> _Work task 1_
Answer these from the text on education reform and equality:
(a) What single concrete strategy does the writer propose for reforming the Philippine education system?
(b) What must all students be given?
(c) What is the default response of the country's institutions whenever there is a problem?
> _Work task 2_
Write the next part of the text on education reform and equality, picking up after its final sentence.

> _Extract to read_
------------------------------------------------------------
24 March 2015

Education Reform and the Goal of Equality

Reference to GMA News Online report,

If you asked me what should be done, just one concrete strategy, in reforming Philippine education system, I'd say: abolish all the honors system in grade school and high school. 

Kung gusto pa rin nating may mga awards, gawin na lang na gaya ng sa college na kahit ilan puwedeng maging summa, magna, cum laude, o nasa dean's list; hindi lang isang valedictorian at isang salutatorian sa bawat batch.

Also, abolish the hierarchy of sections. Abolish din ang mga row 1, row 2, row 3, at row 4. These divisions, segregations, or categorisations of pupils/students are not good for learning. 

Dapat pantay-pantay. All students must be given the same high quality facilities and teachers.

In this news report, there's really fundamentally wrong in our institutions. The default response or knee-jerk reaction of the country's institutions whenever there is a problem is to immediately deal with it as a 'legal' issue. 

When we do 'reform', we have to critically ask the principles, ethos, or philosophy — yes, even the politics —, behind (or underpinning) the rules or laws that must be questioned and examined.
------------------------------------------------------------
> _Recorded information_
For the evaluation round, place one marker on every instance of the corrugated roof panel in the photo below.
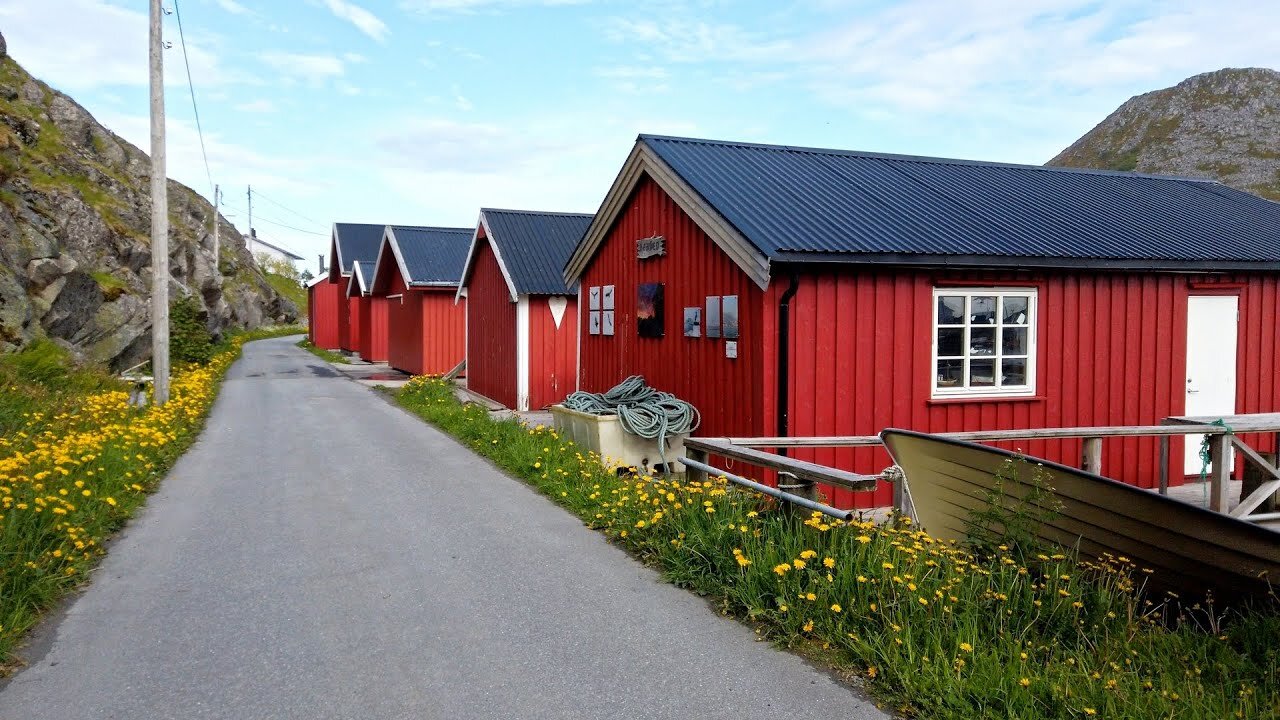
------------------------------------------------------------
> _Reply 1_
(a) Abolish all the honors system in grade school and high school.
(b) The same high quality facilities and teachers.
(c) To immediately deal with it as a "legal" issue.

> _Reply 2_
My sense is that the K to 12 educational reform experiment in the Philippines will likely fail if 'equality' is not its defined and desired telos. Based on my observation, a crucial difference between successful K to 12 system in Nordic countries (especially Finland) and the new K to 12 in the Philippines (or the US) has to do with the 'goal' or 'objective' of education.

In the successful case of Finland, for example, it's very clear that the goal of education is 

  • towards 'equality' (which encourages cooperation while discovering one's talents and pursuing one's life's purpose),
  • not 'excellence' or 'competitiveness' (which, as we see in the Philippines, leads to selfishness, egoism, and ugly competition). 

If 'equality' is not a goal of education in the K to 12, the terrible US case shows that those who pursue the 'vocational' track are stigmatized and subsumed under the 'academic' track. 

While 'learning' is the means and ends of education in Finland to develop students' real-world problem-solving skills; the Philippines is obsessed with 'testing' that encourages short-termist 'rote memorization' skills.

May this incident open up some serious rethinking about the country's education reform process, and not waste our time with non-sensical bickering between these innocent children who are victims of the deeply flawed principle, philosophy, and policy of education that we have had from the very beginning.

* * *
Here are excerpts of the comments I made to friends' comments in Facebook:

1.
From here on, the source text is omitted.